* **TASK DESCRIPTION**
Can you copy out the rows again, starting at the line that contains "For this challenge, identify the asphalt" and ending at the last row, with every answer coordinate shifted up by 32? Keep the requests and their sample points unchanged.

* Start RECORDS FOR THE TASK *

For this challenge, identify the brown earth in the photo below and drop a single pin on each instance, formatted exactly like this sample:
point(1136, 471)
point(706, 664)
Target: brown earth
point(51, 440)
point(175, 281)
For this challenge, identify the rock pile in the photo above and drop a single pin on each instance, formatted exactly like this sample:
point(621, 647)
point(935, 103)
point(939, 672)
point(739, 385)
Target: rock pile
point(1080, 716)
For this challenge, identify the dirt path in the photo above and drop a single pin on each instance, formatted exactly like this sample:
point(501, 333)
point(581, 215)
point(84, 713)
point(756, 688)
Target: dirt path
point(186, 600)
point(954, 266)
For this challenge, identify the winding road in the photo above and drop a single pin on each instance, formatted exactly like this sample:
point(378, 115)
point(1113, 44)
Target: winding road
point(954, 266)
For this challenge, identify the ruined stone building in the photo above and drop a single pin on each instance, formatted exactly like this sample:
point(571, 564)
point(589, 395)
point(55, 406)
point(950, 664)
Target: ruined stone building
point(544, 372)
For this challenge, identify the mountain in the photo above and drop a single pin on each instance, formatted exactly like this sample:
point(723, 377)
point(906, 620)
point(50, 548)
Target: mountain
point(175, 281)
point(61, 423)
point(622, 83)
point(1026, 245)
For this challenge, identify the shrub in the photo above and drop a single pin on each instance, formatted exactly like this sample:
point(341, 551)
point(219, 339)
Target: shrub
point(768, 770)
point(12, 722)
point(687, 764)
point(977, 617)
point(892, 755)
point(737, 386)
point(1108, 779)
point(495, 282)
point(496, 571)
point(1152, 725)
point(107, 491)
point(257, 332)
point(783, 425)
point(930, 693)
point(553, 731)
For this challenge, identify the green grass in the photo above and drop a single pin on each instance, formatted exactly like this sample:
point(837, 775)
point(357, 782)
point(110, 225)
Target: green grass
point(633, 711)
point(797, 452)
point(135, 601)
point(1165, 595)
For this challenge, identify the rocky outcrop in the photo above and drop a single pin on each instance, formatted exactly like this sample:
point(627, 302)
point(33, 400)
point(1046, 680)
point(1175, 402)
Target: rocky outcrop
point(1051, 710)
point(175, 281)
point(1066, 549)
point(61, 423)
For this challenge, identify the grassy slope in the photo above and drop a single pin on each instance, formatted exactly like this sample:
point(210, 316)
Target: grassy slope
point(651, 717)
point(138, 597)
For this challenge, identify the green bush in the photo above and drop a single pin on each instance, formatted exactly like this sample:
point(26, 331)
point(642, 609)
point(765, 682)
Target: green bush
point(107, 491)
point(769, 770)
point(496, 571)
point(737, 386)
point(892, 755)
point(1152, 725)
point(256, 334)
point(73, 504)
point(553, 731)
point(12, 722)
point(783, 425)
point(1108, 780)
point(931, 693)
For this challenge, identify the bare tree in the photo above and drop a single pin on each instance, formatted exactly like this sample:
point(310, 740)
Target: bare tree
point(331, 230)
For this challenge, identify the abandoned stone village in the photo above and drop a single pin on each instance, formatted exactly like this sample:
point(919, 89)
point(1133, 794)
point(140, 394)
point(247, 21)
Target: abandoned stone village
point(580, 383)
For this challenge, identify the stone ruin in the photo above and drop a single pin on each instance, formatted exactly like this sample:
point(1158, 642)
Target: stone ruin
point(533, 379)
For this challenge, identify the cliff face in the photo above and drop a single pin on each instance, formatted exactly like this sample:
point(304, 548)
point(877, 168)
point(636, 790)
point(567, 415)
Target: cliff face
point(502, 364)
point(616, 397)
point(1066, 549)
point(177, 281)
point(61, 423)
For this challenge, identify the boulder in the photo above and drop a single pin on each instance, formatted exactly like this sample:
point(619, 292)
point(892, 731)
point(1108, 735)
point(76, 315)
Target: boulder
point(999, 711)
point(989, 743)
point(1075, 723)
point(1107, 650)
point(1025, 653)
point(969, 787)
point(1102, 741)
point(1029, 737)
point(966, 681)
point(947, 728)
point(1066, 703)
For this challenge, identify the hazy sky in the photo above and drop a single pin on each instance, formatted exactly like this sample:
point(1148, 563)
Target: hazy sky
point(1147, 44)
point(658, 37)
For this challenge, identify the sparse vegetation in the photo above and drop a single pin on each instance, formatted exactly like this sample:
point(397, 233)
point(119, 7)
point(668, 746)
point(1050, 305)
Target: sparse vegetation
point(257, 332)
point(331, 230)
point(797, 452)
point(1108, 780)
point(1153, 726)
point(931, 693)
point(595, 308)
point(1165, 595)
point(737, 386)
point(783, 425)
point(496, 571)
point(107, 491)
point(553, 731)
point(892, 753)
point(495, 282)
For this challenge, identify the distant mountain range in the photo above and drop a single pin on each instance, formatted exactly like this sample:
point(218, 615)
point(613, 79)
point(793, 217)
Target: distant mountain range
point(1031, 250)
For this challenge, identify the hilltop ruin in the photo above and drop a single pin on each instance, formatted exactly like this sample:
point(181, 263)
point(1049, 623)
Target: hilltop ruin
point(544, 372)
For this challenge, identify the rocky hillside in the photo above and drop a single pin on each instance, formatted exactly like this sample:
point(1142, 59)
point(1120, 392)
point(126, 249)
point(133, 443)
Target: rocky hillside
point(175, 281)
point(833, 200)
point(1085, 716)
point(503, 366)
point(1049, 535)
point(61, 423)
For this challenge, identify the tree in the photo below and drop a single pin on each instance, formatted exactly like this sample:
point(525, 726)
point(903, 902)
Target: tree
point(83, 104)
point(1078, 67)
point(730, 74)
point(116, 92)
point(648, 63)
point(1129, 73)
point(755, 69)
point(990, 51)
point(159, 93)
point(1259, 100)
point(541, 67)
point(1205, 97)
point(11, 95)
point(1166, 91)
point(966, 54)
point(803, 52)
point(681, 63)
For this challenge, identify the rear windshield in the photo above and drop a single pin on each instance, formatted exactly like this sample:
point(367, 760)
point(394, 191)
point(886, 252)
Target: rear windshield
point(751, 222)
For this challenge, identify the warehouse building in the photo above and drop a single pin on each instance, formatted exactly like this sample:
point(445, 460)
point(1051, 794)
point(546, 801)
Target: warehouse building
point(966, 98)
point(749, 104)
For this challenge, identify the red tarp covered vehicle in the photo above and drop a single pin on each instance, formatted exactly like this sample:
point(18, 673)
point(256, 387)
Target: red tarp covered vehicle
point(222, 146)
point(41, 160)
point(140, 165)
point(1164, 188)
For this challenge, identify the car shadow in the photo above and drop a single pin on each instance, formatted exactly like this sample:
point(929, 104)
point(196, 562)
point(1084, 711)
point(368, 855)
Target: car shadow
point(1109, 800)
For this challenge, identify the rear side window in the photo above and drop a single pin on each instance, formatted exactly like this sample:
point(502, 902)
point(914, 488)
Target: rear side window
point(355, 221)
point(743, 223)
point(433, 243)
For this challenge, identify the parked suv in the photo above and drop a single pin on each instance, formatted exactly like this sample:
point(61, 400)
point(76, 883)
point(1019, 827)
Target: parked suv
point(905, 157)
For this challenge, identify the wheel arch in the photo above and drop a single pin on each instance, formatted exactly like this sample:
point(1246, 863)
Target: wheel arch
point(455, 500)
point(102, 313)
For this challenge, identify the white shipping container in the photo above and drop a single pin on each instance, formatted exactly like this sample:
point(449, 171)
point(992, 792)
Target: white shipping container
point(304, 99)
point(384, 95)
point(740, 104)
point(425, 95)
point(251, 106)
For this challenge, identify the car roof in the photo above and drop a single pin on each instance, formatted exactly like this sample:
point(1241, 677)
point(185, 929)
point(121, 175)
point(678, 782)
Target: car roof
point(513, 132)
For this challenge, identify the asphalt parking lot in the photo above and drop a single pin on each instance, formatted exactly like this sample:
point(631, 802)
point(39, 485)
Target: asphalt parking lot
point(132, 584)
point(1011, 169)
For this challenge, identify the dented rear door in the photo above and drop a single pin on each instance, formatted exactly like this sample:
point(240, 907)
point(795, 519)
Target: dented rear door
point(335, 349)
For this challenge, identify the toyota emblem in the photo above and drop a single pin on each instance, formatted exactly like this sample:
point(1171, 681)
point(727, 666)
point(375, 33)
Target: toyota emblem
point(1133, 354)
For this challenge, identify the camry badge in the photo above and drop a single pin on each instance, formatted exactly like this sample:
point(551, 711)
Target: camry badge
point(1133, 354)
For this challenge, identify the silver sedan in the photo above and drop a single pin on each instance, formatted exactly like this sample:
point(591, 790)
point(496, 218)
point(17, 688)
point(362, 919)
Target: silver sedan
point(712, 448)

* End RECORDS FOR THE TASK *

* **SOLUTION FOR THIS TASK**
For this challenge, identify the asphalt parking lot in the photo above and drop a single pin on each instance, formatted exactly like this sample:
point(631, 802)
point(39, 485)
Target: asphalt parking lot
point(164, 616)
point(1043, 201)
For this challenge, identify the dented rear door in the photo above and drop a single pin on each instance, formatted exactly like this sample:
point(240, 907)
point(795, 519)
Target: dented rear door
point(367, 381)
For this challenge, identify the toyota emblem in the photo above and drop a single pin on each instance, formatted exactly like this sample:
point(1171, 681)
point(727, 666)
point(375, 33)
Target: toyota emblem
point(1165, 386)
For this challenge, identify the camry badge in the photo above and drop a single pin on each instance, formatted exactly like this sample:
point(551, 711)
Target: camry badge
point(1165, 386)
For this challenge, identify the silver sedan in the photo above and drop a single pin on each instance, formatted exactly like this sample:
point(591, 790)
point(496, 218)
point(17, 688)
point(362, 919)
Target: silver sedan
point(744, 480)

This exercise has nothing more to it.